TEXT SECTION -
Trump’s Rise Signals the Renaissance of the Ku Klux Klan- by Taly Krupkin

Trump’s Rise Signals the Renaissance of the Ku Klux Klan

White supremacists’ support for a leading mainstream presidential candidate is unprecedented, an American scholar says.

Opinion - commentary -analysisTaly Krupkin – HAARETZ

Since former Ku Klux Klan grand wizard David Duke declared his support for Donald Trump in the U.S.A. presidential race, Trump has spent the past month or so trying – without any real success – to distance himself from any connection to the white supremacist organization.

However, Prof. Brian Levin, the director of the Center for the Study of Hate and Extremism at the California State University, San Bernardino, says Duke’s announcement is just the tip of the iceberg of the support for Trump within the racist organization. “We are seeing a large number of Klansmen supporting a mainstream candidate, something that has just not happened previously,” Levin tells Haaretz.   

“We are seeing a galvanization of support for a mainstream candidate. In three decades,” says Levin, “I can’t remember this kind of support gravitating toward one candidate, except perhaps George Wallace, maybe Pat Buchanan. But none of them was a leading candidate in his party.” Levin adds that while Trump has been on the rise, the KKK has also enjoyed a renaissance of sorts this past year.

The Southern Poverty Law Center, one of the leading organizations for tracking the activities of hate groups, warned last month that the number of KKK chapters in the United States had grown significantly in 2015, from 72 to 190; it also estimated that the number of Klansmen is now between some 5,000 to 8,000.

The organization has also been spotted in areas where it had not been witnessed for many years. Levin, who has studied the group for 30 years, was surprised to hear last month that the KKK was planning a rally in California – a state where the white robes and hoods have not been seen in a long time.

But even though the group’s activities are on the rise, the number of KKK members at the actual rally was less than the number of protesters demonstrating against them. When they appeared, the Klansmen were attacked by Latino and black activists, and Levin himself was forced to protect one of the extremists. “You know you’ve fallen on hard times when you need a Jewish man as your wingman,” Levin laughs.

He says that although the support for a leading mainstream presidential candidate by groups such as the KKK has historic importance and mustn’t be ignored, the immediate danger actually comes from other, more powerful organizations. In California, for example, the real danger comes from white supremacists, neo-Nazis and others who are unaffiliated but with similar beliefs, Levin explains.

“I want to put this in perspective: there are more rotary dial phones in the United States than Klan members. We have much more danger from unaffiliated haters, skinheads, and neo-Nazi and white supremacist criminal syndicates” says Levin, noting that these groups are smart enough not to have rallies.

At a time when the KKK and its support for Trump is attracting headlines, it is important also to examine the Republican candidate’s influence on other hate groups in the United States – those who don’t shield their delight that the New York billionaire has made statements against minorities part of the mainstream political discourse.

Collection entries:
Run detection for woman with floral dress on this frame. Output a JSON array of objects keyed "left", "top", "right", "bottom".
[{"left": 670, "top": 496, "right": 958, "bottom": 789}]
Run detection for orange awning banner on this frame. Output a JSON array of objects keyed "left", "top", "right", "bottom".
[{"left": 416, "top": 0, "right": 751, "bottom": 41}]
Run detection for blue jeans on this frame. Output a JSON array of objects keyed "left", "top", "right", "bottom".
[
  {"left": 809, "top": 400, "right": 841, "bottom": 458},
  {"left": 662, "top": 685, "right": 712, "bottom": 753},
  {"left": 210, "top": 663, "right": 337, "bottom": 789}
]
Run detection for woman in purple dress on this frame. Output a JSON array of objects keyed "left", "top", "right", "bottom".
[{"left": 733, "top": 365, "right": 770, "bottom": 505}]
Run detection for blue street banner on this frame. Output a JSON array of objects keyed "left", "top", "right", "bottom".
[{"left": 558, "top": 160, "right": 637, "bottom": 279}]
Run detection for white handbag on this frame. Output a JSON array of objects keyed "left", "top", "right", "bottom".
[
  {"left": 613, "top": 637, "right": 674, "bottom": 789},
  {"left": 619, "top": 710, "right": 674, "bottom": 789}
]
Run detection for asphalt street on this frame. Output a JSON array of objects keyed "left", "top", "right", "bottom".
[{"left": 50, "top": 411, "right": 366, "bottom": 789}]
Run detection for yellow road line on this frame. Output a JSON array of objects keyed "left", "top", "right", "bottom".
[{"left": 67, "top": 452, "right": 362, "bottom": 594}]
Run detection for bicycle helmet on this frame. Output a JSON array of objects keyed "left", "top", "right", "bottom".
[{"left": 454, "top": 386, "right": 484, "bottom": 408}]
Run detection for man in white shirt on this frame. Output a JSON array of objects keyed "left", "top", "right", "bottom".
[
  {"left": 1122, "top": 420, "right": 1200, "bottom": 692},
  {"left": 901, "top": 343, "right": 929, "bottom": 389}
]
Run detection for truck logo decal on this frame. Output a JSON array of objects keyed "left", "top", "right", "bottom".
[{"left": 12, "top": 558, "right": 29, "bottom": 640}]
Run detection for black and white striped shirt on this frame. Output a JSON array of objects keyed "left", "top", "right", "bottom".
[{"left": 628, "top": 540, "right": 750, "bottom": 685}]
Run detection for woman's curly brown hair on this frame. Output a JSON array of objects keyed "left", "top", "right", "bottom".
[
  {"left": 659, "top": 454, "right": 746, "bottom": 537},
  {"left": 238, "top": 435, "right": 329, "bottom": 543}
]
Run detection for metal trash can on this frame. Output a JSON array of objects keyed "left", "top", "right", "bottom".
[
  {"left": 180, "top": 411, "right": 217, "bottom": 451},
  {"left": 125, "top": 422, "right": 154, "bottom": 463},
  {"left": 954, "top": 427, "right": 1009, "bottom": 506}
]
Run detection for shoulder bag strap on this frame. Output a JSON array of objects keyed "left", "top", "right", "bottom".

REQUIRED WORK - Extend the article on Ku Klux Klan support for Trump, starting after its final sentence. The listing comes from a separate source.

WRITTEN ANSWER -
The Daily Stormer, the leading neo-Nazi website in America, has been calling Trump the “Glorious Leader” for weeks. And members of other racist groups have also begun appearing at Trump campaign rallies. James Edwards, whose far-right Political Cesspool radio program hosts such groups as skinheads, neo-Nazis and Holocaust deniers, broadcast live from various Trump events in Memphis, Tennessee (which is also Edwards’ hometown).

“There is not a candidate today that has more unambiguous support from white nationalists and neo-Nazis than Donald Trump: Klan folks, white nationalists, neo-Nazis, the Daily Stormers,” warns Levin. “When you have prominent ‘White power!’ chants at your rallies, or white supremacists showing up at your rallies and manhandling people, that’s something. I’m not saying Trump is a white supremacist; I’m saying he is transmitting a message that appeals to them.”

Experts are concerned that Trump’s primary victories may encourage aggressive behaviour from these groups, or individual supporters, who may decide to take the law into their own hands and deal with the “rapists, animals and terrorists” that Trump refers to in his speeches. But it’s hard to prove a direct link between hate crimes and the Trump campaign, particularly because of a lack of reporting, says Levin.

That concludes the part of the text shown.